• WHAT YOU HAVE TO DO: Please return the records below exactly as they appear, leaving every picture out.

Dataset items:
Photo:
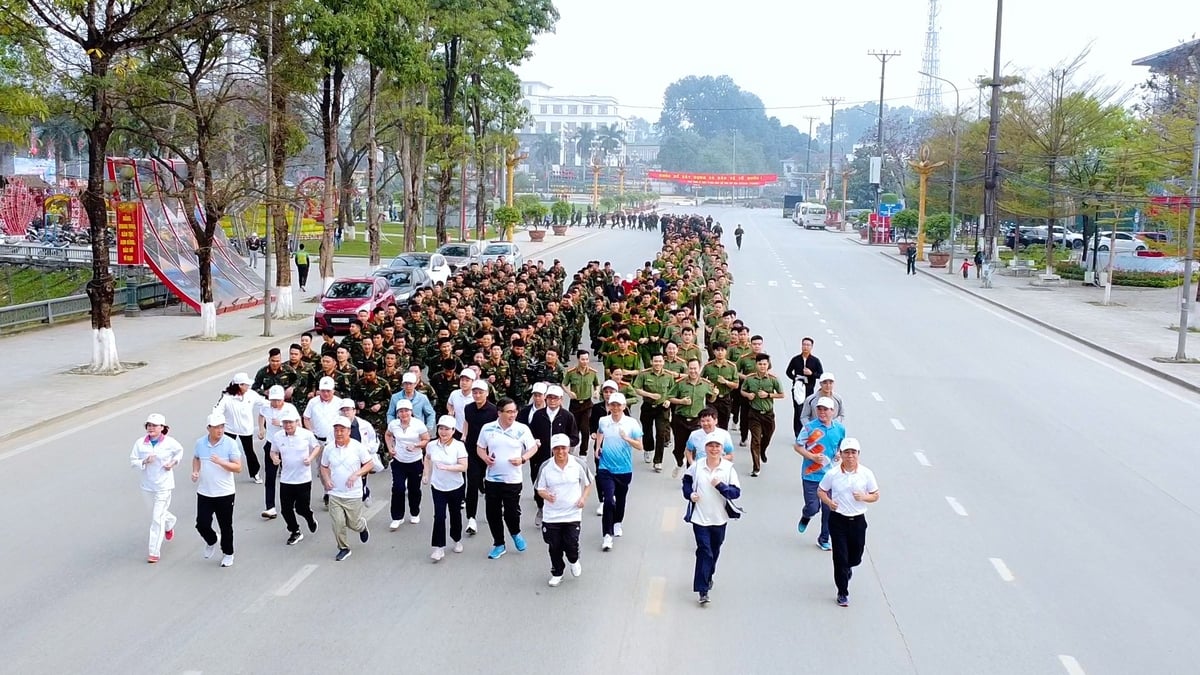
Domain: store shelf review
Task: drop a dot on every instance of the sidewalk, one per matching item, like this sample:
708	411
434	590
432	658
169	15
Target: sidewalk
1137	328
40	362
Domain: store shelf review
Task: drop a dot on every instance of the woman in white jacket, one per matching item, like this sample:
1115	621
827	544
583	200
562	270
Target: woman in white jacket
239	405
155	455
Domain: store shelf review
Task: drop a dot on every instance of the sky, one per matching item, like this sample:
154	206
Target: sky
793	53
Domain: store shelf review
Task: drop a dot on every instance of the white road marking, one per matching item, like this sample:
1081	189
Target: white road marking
1002	569
1069	664
295	580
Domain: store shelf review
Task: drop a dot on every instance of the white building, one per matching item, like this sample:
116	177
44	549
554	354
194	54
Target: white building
565	115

• TASK ANSWER:
Photo:
Domain: store shelf review
Task: drop a dot on every instance of the sidewalk, one per matching item, like this sample:
708	411
434	590
432	658
169	15
Target: sidewalk
1137	328
40	362
Domain: store shelf review
Task: drop a dot on every instance of the woman in white jacket, one per matching item, like this sample:
1115	621
827	544
583	200
562	270
Target: woman in white jacket
239	405
155	455
Domain: store shelf review
Task: drop a dot on every instance of the sky, one per matching item, like this sample:
154	206
Target: sky
793	53
Domain: store shelf review
Task: drop a dot on every instance of the white road marking, one per matching item, like this sample:
1081	189
Target: white road marking
1002	569
1069	664
295	580
Domain: store shelf review
Task: drop a dot on every instance of the white building, one per matching item, like this sample:
116	177
44	549
554	354
194	54
Target: white building
565	115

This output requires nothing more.